TASK DIRECTIONS:
Can you arrange every line of the listing below as a numbered list, leaving out any blank lines?

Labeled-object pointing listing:
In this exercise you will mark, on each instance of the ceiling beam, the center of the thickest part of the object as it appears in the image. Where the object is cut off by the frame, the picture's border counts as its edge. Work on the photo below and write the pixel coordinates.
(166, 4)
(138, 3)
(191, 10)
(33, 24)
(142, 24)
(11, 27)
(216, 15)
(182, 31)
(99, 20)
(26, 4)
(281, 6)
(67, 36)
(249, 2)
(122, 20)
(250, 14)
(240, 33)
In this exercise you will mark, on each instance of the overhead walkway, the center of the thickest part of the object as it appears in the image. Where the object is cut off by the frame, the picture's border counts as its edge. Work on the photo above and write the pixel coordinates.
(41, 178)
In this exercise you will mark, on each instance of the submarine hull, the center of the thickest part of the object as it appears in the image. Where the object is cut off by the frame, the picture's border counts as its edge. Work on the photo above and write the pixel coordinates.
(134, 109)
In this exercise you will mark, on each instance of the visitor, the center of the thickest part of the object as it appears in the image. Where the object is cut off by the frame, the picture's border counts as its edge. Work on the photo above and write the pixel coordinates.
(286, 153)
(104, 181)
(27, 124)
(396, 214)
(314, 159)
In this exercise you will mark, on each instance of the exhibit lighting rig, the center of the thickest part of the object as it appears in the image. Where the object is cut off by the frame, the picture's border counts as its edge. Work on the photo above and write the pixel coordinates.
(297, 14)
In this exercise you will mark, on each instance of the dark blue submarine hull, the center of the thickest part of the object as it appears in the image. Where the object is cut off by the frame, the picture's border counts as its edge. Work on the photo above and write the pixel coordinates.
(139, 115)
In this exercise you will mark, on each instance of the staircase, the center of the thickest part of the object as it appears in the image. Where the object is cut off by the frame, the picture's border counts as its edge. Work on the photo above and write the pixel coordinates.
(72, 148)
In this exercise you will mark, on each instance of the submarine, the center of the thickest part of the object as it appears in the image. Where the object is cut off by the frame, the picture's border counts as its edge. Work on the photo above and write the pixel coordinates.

EXERCISE ANSWER:
1. In this exercise you will mark, on each instance of the ceiling beam, the center of the thickest part of the object as it appears in the image. Where the object is cut off by the frame, the picture's border counts as its edge. Work on the photo below and write the pixel coordinates.
2. (166, 4)
3. (138, 3)
4. (191, 10)
5. (33, 24)
6. (142, 24)
7. (11, 27)
8. (216, 15)
9. (182, 31)
10. (99, 20)
11. (26, 4)
12. (281, 6)
13. (67, 36)
14. (249, 2)
15. (122, 20)
16. (250, 14)
17. (240, 33)
18. In this exercise you will mark, on each instance of the overhead walkway, the center of the thickest part of the object as it appears in the image. Where the object is cut off by the frame, the picture's border counts as its edge. Work on the photo above and write the pixel coordinates.
19. (41, 178)
20. In this exercise you will mark, on each instance of the submarine hull, the center of the thickest part of the object as it appears in the image. Where the object is cut off by the frame, the picture's border counts as its edge. Work on the photo above and write the pixel coordinates.
21. (134, 109)
22. In this exercise you will mark, on each instance of the visitor, the center of the thickest part of the object as it appears in the image. Where the object is cut off by the frame, the picture's border counts as its edge. Work on the photo above and write the pixel coordinates.
23. (286, 153)
24. (104, 181)
25. (27, 124)
26. (396, 214)
27. (314, 159)
28. In this exercise you will mark, on each instance of the exhibit lighting rig, the center of the thickest part of the object as it appears in the image. Where the object is cut off by the frame, the picture's border counts as its edge. Work on the photo above and write the pixel coordinates.
29. (297, 14)
30. In this exercise you will mark, on each instance of the dark blue submarine hull, the center of the thickest part of the object as it appears in the image. Where the object is cut off by the frame, the picture's border counts as its edge. Work on the photo above and write the pixel coordinates.
31. (139, 115)
32. In this exercise you will mark, on each instance of the staircase, the center of the thickest part of the object as it appears in the image. Where the object is cut off by the frame, the picture's border counts as its edge. Work on the photo above and write the pixel coordinates.
33. (72, 148)
34. In this exercise you will mark, on each instance of the submarine, the center of the thickest part of the object as it appears in the image. Where the object is cut off by the frame, the picture's border counts as its edge. Work on the photo above and write the pixel coordinates.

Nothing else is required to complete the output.